** Exercise objective **
Repeat the lines below word for word. Begin at the very first line and stop after the line that contains "box: [323, 50, 409, 670]".

Stored records:

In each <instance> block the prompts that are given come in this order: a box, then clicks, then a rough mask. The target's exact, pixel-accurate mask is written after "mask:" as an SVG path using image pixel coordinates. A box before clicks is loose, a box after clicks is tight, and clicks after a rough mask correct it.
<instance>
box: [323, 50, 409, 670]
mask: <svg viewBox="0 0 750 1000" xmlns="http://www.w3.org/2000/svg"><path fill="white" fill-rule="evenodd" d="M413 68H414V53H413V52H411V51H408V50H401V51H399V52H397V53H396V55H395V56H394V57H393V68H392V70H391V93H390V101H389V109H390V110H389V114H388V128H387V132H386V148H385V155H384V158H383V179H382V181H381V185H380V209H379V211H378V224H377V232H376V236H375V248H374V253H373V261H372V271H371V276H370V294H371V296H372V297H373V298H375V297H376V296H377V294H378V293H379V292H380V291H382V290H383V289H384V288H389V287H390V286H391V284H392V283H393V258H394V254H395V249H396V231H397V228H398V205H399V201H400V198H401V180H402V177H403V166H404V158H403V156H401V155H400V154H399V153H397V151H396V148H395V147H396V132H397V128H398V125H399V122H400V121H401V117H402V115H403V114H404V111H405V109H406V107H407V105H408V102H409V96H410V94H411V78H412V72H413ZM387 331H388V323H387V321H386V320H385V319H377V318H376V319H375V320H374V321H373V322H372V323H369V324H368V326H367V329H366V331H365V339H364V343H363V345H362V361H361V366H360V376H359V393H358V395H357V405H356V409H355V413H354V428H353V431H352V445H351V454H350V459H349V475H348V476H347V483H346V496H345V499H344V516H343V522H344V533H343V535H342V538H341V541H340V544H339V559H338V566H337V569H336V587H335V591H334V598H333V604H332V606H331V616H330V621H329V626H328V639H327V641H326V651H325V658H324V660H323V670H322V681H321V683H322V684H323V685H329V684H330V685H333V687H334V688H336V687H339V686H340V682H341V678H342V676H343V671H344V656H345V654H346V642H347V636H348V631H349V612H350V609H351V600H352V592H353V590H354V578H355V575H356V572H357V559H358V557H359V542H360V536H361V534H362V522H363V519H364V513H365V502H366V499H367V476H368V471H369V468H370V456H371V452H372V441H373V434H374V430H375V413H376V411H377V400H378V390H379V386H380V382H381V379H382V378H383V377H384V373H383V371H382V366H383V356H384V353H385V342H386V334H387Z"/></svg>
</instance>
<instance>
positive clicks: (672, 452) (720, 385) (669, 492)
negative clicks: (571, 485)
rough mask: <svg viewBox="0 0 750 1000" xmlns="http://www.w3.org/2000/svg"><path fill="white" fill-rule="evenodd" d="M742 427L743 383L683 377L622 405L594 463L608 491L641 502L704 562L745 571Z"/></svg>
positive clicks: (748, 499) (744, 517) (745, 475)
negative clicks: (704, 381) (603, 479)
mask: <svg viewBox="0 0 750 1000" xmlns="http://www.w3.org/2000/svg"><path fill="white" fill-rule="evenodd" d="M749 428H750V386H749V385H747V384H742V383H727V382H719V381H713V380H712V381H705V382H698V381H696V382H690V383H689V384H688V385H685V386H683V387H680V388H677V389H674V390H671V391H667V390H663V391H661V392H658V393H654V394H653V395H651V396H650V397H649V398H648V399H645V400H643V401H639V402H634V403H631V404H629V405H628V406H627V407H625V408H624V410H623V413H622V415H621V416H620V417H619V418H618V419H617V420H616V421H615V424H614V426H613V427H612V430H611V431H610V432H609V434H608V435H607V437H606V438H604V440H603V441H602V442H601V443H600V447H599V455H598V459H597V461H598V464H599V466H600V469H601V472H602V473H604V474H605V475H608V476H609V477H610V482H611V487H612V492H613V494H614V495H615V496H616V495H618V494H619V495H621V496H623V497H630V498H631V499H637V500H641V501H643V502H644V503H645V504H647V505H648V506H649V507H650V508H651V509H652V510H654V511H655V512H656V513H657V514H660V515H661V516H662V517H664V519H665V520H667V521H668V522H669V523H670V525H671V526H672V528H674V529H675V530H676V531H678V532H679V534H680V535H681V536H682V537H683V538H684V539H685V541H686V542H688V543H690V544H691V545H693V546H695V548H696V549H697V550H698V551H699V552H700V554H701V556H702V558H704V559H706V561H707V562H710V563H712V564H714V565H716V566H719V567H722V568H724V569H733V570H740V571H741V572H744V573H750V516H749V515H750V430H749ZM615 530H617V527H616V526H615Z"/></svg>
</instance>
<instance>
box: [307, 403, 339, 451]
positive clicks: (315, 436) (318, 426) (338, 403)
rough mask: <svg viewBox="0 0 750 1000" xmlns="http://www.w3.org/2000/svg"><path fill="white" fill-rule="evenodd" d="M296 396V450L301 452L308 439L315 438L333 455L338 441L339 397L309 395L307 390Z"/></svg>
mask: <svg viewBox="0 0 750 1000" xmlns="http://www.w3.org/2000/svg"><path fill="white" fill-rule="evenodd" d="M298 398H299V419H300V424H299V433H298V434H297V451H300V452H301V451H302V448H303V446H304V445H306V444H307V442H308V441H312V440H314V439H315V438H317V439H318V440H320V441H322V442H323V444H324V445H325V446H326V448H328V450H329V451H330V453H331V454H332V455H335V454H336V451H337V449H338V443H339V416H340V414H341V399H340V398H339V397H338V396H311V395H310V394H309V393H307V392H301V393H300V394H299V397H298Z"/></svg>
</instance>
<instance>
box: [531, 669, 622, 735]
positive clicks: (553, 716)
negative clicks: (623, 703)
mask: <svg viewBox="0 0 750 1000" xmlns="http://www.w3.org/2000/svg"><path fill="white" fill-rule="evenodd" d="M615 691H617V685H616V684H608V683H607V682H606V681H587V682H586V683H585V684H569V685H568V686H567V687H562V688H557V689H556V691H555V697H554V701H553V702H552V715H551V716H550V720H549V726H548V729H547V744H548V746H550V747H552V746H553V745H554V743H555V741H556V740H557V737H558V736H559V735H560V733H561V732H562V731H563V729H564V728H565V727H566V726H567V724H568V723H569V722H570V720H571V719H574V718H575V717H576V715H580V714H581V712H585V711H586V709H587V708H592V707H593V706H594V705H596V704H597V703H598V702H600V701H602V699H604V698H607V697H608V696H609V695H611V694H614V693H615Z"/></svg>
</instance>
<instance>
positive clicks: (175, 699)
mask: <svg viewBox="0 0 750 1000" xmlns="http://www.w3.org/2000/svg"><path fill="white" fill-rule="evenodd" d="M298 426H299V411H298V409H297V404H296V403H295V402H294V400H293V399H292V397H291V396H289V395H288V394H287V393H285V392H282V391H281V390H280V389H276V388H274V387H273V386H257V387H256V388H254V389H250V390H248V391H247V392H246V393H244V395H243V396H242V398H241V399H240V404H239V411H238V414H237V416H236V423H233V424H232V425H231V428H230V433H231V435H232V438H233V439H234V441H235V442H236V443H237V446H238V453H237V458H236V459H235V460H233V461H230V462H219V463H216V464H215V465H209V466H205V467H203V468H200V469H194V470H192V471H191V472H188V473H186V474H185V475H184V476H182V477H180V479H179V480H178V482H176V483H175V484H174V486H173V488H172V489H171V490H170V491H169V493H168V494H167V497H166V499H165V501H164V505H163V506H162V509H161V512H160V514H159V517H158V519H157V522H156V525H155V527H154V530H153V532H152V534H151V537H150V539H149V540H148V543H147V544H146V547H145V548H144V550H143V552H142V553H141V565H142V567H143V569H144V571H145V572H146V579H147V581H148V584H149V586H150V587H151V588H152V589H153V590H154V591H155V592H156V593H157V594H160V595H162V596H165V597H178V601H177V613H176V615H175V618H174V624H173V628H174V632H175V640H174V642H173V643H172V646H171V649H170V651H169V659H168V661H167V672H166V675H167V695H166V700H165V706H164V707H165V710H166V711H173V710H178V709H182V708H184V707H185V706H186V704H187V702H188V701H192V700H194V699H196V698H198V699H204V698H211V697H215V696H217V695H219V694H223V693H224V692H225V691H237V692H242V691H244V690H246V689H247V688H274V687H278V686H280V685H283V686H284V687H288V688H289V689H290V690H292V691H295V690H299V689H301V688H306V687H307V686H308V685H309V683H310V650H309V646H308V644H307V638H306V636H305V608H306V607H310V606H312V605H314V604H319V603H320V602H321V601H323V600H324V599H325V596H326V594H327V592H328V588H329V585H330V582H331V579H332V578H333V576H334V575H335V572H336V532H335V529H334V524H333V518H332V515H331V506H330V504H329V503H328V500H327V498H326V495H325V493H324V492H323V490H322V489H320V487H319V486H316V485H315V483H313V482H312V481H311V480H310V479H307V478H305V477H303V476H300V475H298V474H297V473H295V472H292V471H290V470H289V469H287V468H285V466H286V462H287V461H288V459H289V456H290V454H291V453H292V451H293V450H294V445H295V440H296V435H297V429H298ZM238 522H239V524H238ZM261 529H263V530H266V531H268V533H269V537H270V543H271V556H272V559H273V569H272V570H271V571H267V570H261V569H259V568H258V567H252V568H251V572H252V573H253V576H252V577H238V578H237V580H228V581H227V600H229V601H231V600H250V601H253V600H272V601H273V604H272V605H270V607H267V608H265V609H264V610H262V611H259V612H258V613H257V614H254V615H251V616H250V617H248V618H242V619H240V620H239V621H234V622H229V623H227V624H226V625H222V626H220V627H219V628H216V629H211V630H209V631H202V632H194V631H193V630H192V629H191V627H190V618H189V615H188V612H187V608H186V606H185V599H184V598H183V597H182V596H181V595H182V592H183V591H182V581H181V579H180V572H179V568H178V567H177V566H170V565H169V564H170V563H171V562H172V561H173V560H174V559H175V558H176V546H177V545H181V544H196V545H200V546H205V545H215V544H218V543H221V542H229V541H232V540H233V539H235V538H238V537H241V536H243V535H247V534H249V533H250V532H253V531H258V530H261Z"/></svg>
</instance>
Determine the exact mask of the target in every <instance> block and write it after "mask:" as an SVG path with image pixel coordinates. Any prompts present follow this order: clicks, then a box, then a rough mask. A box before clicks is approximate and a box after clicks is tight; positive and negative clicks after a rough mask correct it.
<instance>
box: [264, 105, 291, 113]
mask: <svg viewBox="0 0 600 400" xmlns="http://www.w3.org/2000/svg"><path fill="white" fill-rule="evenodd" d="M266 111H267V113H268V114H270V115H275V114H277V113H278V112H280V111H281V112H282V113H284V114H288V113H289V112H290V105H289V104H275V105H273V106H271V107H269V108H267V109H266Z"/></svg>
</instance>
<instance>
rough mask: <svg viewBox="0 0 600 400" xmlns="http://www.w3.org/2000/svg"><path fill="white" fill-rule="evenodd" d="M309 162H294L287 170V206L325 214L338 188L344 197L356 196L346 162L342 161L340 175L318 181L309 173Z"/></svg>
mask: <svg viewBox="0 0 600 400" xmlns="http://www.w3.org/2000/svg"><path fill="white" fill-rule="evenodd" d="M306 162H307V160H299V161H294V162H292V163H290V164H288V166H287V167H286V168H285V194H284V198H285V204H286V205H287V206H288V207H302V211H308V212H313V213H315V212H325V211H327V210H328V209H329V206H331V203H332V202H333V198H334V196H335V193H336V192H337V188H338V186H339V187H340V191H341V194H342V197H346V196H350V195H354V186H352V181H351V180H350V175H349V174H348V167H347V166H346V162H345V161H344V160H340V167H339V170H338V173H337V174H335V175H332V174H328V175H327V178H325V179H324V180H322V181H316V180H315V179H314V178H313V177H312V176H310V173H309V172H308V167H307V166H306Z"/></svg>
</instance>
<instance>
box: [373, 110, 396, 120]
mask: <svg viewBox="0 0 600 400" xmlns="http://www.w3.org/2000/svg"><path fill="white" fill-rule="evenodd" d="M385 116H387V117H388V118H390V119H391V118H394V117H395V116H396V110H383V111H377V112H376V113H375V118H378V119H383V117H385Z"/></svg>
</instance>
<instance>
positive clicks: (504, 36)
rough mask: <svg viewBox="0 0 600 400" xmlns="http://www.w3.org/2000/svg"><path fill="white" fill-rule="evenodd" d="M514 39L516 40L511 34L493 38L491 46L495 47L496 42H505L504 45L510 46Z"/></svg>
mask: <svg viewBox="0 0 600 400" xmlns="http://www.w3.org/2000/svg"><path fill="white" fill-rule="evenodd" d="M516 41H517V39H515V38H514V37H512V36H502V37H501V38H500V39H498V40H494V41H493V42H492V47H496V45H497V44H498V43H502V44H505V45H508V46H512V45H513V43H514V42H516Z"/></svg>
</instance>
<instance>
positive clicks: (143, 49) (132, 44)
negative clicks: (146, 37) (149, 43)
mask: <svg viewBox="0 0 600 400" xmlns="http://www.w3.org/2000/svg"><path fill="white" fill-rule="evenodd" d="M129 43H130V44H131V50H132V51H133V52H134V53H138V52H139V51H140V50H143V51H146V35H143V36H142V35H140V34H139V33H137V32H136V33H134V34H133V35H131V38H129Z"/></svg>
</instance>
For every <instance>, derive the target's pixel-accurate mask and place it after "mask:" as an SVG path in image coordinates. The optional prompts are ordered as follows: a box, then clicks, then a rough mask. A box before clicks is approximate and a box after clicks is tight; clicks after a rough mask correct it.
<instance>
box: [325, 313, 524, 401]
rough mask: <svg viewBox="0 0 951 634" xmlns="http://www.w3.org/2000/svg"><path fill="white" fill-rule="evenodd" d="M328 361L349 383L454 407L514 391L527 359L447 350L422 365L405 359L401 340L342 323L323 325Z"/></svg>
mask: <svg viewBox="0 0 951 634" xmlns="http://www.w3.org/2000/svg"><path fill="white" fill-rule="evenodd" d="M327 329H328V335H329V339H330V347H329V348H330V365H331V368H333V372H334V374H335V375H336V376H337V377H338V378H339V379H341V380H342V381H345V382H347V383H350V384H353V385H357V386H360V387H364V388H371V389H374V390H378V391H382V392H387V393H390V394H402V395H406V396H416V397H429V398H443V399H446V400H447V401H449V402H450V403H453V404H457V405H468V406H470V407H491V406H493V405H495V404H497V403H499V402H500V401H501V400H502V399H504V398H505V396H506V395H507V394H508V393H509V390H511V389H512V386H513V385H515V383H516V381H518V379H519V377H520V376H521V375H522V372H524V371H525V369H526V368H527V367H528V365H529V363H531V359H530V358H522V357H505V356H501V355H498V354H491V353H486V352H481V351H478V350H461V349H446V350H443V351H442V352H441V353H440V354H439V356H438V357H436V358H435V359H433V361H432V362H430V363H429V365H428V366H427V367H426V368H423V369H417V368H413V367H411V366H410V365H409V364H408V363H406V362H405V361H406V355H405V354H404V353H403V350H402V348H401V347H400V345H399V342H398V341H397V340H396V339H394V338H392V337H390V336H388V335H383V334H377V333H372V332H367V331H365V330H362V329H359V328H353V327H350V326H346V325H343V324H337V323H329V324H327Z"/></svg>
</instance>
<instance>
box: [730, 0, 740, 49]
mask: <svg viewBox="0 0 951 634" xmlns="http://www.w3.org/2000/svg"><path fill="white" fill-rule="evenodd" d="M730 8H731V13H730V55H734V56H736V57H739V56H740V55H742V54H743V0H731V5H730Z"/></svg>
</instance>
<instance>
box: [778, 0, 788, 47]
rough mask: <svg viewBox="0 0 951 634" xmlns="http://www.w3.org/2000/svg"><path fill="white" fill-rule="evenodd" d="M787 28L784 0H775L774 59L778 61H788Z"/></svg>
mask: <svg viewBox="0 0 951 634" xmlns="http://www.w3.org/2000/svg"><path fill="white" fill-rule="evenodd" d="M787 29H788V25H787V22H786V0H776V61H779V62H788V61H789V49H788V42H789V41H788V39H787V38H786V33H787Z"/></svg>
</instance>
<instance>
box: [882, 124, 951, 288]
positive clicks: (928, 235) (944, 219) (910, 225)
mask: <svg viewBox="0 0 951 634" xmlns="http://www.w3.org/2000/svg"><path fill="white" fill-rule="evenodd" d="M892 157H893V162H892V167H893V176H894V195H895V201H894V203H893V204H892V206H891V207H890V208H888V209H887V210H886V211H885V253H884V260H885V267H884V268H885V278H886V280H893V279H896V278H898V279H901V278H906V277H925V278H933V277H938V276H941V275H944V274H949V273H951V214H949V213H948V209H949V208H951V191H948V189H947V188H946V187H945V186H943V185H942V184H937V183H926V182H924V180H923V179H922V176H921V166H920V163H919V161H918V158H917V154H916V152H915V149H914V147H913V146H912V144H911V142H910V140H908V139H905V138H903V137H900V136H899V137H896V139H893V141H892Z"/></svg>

** Reply **
In each <instance> block the prompts that are given come in this order: a box, then clicks, then a rough mask. The target's exact, pixel-accurate mask is written after "mask:" as an SVG path using image pixel coordinates. A box before clicks is loose, a box after clicks is tight, and clicks after a rough mask correct it.
<instance>
box: [323, 50, 409, 670]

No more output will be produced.